_Short task_: Everything from the line with "point: rolled white" through the last line of the records below should be copied exactly, both ends included.

_Data in this exercise_:
— start —

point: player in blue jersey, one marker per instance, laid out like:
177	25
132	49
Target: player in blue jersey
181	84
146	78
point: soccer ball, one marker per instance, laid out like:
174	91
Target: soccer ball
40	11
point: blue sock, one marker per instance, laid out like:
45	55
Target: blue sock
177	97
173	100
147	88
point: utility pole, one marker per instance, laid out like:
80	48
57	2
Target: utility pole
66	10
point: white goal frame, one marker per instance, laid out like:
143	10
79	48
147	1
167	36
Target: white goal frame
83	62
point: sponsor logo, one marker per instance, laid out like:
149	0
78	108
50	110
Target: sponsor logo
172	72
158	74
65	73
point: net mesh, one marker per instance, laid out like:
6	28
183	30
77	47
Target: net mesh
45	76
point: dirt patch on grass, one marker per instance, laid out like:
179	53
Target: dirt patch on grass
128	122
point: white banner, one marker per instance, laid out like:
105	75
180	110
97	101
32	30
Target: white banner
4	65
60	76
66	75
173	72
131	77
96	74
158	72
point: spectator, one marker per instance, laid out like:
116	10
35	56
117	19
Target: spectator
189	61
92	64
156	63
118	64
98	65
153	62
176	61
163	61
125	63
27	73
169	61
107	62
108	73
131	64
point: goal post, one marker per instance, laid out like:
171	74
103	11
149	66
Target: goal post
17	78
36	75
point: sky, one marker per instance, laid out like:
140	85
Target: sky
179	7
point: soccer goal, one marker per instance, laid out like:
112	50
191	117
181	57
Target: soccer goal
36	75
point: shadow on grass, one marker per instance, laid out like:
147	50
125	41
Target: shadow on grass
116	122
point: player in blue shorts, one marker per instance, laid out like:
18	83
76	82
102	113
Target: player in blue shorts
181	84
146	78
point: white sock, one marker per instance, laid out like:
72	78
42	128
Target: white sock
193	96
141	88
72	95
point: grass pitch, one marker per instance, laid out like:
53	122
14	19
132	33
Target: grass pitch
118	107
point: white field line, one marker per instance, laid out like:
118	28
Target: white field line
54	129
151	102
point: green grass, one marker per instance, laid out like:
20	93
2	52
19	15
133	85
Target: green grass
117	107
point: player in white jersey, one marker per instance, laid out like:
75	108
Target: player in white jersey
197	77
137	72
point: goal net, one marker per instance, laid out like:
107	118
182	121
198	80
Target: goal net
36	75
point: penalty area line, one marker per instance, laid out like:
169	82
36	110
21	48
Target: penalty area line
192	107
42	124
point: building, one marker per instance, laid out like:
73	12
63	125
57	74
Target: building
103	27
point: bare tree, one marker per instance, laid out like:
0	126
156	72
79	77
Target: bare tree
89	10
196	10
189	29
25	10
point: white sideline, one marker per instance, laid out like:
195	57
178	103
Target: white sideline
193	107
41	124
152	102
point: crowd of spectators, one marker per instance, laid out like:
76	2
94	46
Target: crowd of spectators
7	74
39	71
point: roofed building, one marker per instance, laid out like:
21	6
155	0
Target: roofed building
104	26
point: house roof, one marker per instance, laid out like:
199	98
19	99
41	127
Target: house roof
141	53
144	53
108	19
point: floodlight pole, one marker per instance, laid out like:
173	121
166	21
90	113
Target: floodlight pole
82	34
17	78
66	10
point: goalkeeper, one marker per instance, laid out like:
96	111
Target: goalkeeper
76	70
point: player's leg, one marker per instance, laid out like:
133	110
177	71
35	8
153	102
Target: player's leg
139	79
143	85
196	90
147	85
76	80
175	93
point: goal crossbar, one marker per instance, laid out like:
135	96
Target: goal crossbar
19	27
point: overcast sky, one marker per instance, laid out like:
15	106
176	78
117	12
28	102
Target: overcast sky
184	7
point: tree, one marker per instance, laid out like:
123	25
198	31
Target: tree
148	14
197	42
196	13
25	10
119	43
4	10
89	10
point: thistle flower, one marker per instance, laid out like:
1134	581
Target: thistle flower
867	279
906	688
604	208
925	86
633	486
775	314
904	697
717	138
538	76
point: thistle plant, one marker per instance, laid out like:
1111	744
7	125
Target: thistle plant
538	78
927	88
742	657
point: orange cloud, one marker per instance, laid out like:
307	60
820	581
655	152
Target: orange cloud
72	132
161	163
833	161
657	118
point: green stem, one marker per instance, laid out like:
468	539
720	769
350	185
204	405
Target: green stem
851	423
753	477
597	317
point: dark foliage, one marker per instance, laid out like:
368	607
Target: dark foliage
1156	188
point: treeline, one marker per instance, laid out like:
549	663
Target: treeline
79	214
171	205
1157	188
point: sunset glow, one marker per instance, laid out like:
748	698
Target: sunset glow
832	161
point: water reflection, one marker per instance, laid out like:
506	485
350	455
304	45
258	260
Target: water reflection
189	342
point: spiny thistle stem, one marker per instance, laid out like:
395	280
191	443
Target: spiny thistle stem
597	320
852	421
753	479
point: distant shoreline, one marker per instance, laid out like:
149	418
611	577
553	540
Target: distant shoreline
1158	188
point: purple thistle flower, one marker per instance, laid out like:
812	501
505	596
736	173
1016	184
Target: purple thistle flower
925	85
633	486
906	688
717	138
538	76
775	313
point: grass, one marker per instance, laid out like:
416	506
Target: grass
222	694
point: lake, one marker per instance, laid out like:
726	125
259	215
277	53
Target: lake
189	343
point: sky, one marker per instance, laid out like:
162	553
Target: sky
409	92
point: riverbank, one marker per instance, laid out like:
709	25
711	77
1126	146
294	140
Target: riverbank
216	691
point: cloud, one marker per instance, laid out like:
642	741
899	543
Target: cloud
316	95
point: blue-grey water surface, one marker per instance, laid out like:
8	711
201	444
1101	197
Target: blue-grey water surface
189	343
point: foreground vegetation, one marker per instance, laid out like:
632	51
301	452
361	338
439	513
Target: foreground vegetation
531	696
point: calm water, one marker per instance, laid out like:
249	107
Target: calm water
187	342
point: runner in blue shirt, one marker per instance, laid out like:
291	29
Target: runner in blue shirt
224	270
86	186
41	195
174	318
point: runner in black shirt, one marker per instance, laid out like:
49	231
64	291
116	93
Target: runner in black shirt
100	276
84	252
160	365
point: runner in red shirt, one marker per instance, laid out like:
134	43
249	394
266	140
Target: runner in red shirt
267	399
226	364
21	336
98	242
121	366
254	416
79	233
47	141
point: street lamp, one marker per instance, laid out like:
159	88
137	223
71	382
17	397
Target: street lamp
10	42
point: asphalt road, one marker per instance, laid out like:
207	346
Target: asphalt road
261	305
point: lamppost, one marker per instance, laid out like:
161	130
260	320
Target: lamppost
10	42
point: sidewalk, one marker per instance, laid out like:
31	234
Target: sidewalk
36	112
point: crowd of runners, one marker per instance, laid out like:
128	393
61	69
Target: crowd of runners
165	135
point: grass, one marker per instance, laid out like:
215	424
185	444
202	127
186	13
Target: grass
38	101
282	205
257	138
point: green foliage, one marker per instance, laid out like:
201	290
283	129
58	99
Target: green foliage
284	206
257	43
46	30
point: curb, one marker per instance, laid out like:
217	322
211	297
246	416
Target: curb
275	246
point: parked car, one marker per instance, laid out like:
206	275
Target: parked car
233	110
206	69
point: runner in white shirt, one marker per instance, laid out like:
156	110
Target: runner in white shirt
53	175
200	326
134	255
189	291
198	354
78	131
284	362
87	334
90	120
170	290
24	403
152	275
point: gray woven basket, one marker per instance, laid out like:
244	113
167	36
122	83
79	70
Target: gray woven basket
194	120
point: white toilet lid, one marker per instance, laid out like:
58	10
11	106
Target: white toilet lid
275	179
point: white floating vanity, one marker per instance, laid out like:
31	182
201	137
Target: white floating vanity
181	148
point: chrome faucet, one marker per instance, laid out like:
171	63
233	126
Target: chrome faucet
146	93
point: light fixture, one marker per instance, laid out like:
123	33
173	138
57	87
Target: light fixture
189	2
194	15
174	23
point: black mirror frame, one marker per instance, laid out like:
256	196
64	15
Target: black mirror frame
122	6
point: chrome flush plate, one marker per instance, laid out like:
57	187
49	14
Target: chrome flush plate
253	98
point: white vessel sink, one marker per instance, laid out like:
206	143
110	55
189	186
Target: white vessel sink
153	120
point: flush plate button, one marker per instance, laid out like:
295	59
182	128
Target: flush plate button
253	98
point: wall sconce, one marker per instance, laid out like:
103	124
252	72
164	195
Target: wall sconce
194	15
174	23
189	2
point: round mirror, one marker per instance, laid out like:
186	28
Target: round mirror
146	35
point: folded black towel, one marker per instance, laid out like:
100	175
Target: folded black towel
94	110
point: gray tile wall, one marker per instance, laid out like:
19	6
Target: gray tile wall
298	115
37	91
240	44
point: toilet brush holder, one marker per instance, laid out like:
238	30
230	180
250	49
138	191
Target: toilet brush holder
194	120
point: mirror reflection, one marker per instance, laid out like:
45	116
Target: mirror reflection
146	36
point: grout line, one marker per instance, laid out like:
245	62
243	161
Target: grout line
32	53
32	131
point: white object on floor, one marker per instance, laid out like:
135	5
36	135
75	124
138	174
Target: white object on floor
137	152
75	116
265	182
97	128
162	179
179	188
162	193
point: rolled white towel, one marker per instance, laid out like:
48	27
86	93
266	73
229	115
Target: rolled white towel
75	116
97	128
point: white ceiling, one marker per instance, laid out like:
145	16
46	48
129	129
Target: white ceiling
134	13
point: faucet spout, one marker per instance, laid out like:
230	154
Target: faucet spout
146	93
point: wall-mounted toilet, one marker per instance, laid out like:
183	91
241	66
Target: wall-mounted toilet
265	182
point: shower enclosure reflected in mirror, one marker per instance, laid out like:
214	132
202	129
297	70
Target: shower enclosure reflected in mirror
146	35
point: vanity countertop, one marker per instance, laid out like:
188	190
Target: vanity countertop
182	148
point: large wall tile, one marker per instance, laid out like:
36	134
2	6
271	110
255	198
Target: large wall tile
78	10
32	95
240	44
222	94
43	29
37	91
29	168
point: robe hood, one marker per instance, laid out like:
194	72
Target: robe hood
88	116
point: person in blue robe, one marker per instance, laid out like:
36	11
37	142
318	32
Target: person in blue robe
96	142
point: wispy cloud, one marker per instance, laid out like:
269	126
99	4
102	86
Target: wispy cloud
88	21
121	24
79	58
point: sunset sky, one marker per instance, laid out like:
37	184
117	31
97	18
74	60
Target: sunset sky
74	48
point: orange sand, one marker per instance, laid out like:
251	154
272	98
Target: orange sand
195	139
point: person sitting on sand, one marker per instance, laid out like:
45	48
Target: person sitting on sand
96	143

— end —

_Finished task_:
point: rolled white towel, one marker per instance, laid out like:
48	27
86	93
266	73
229	115
Target: rolled white towel
75	116
97	128
point: white ceiling, one marker per instance, laid out like:
145	16
46	48
129	129
Target: white ceiling
134	13
point: faucet spout, one marker per instance, laid out like:
230	154
Target: faucet spout
146	93
point: wall-mounted toilet, one marker per instance, laid out like:
183	91
241	66
Target: wall-mounted toilet
265	182
point: shower enclosure reflected in mirror, one marker per instance, laid out like:
214	132
202	129
297	70
Target: shower enclosure reflected in mirror
146	35
point: vanity countertop, one marker per instance, laid out like:
188	190
Target: vanity countertop
182	148
point: large wall tile, one marker per instance, laid out like:
36	134
2	6
271	110
255	198
Target: large wall tile
78	10
32	95
240	44
222	94
43	29
37	91
29	168
point: robe hood, one marker per instance, laid out like:
194	72
Target: robe hood
88	116
point: person in blue robe, one marker per instance, laid out like:
36	11
37	142
318	32
Target: person in blue robe
96	142
point: wispy cloud, one marker per instance, laid out like:
269	126
99	4
102	86
Target: wispy cloud
88	21
121	24
79	58
point: sunset sky, one marker per instance, laid out like:
37	184
117	31
97	18
74	60
Target: sunset sky
74	48
point: orange sand, one marker per instance, laid out like:
251	154
272	98
Target: orange sand
195	139
point: person sitting on sand, one marker per instance, laid out like:
45	48
Target: person sitting on sand
96	143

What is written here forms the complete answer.